### EXCERPTED PASSAGE ###

# Cadel Evans in Woodside this morning?



## Mtn2RoadConvert (Aug 28, 2006)

Did anyone see World Champion rider Cadel Evans, now with BMC, out on the Tuesday Morning Ride? I heard he was out in Woodside and riding down Canada Rd. with the Tuesday Morning group. Any idea what he was doing in town?


----------



## HammerTime-TheOriginal (Mar 29, 2006)

Cadel Evans was in Palo Alto per Francois' video posting ,and per the youtube description in Portola valley, so Woodside would seem quite plausible http://forums.roadbikereview.com/showthread.php?t=199651&highlight=cadel+evans


----------



## stonna (Feb 7, 2010)

I saw cadel coming down page mill this morning right behind the BMC team car.


----------



## answ (Sep 18, 2009)

I saw Cadel on Canada Rd. today at 11am. His team car was following.


----------



## mjdwyer23 (Mar 18, 2009)

That is sick!


----------



## Mr. IROC-Z (Mar 20, 2007)

Damnit....would have loved to get his signature on my BMC and my old school Cannondale F5000 mountain bike!

###

PROBLEMS
A. In the thread about Cadel Evans, what team does the opening post say he is now with?
B. In the thread about Cadel Evans, can you restate the paragraph beginning "Did anyone see World Champion rider" more briefly, keeping its main facts?
The records are separate material that stands apart from the thread.

### MATERIAL PROVIDED ###

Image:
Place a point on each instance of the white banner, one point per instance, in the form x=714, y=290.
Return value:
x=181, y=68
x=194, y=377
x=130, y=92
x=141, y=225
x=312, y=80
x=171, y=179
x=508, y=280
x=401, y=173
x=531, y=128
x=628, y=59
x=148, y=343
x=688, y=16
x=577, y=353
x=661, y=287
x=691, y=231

###

OUTPUTS BY TASK
A. BMC.

B. The poster asks whether anyone saw World Champion Cadel Evans, now riding for BMC, on the Tuesday Morning Ride. The poster heard he was in Woodside, riding down Canada Rd. with that group, and asks why he was in town.